◆ Texte fourni ◆
========================

34Cette duplicité du système Promenade est confirmée par l’analyse configurationnelle du réseau viaire niçois (Tirico, 2016). Ici, l’approche de la syntaxe spatiale axiale (Hillier, 1996) est mobilisée pour calculer la centralité de passage (indice de choice) dans un rayon de 30 pas topologiques (Figure n° 9). À l’ouest, les axes parallèles de la Promenade et de la Californie émergent clairement en tant qu’épine dorsale du système à peigne/échelle à barreaux précédemment décrit. Il est intéressant de noter que ces 2 axes associés à celui de la voie rapide un peu plus au nord continuent d’assurer la liaison avec les nouveaux quartiers de l’Eco-vallée à l’ouest de la ville, seuls espaces plats de la ville, quartiers qui se développent au détriment de terres autrefois agricoles.
Figure 8. La structuration de la ville autour de 2 axes majeurs liés à sa croissance.
Figure 9 : Analyse configurationnelle du réseau viaire de la ville de Nice.
Source : Tirico & Fusco, 2016
35Un projet de piétonnisation de tout l’axe Promenade est dans les cartons de la ville. Cela a déjà plus ou moins commencé dans la partie la plus orientale de la ville, au niveau du quai des États-Unis, assurant alors un espace continu depuis la ville vers la plage, et imbriquant plus intimement ces deux éléments.

========================

◆ Bloc de données ◆
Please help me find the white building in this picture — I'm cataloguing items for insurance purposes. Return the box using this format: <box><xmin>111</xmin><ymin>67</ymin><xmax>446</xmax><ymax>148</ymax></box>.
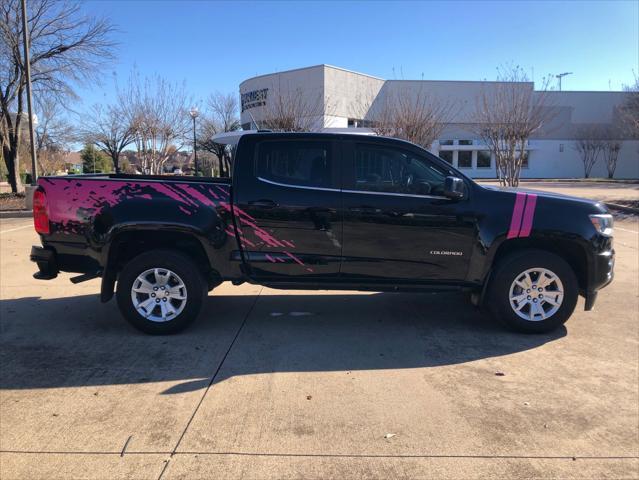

========================

◆ Consigne 1 ◆
Recopiez le passage du texte sur le réseau viaire niçois compris entre « 34Cette duplicité du » et « à sa croissance. », ces deux extraits inclus.
◆ Consigne 2 ◆
Dressez la liste de tous les noms d'auteurs cités en référence dans le texte sur le réseau viaire niçois.

◆ Cadre de réponse 1 ◆
34Cette duplicité du système Promenade est confirmée par l’analyse configurationnelle du réseau viaire niçois (Tirico, 2016). Ici, l’approche de la syntaxe spatiale axiale (Hillier, 1996) est mobilisée pour calculer la centralité de passage (indice de choice) dans un rayon de 30 pas topologiques (Figure n° 9). À l’ouest, les axes parallèles de la Promenade et de la Californie émergent clairement en tant qu’épine dorsale du système à peigne/échelle à barreaux précédemment décrit. Il est intéressant de noter que ces 2 axes associés à celui de la voie rapide un peu plus au nord continuent d’assurer la liaison avec les nouveaux quartiers de l’Eco-vallée à l’ouest de la ville, seuls espaces plats de la ville, quartiers qui se développent au détriment de terres autrefois agricoles.
Figure 8. La structuration de la ville autour de 2 axes majeurs liés à sa croissance.

◆ Cadre de réponse 2 ◆
Tirico, Hillier, Fusco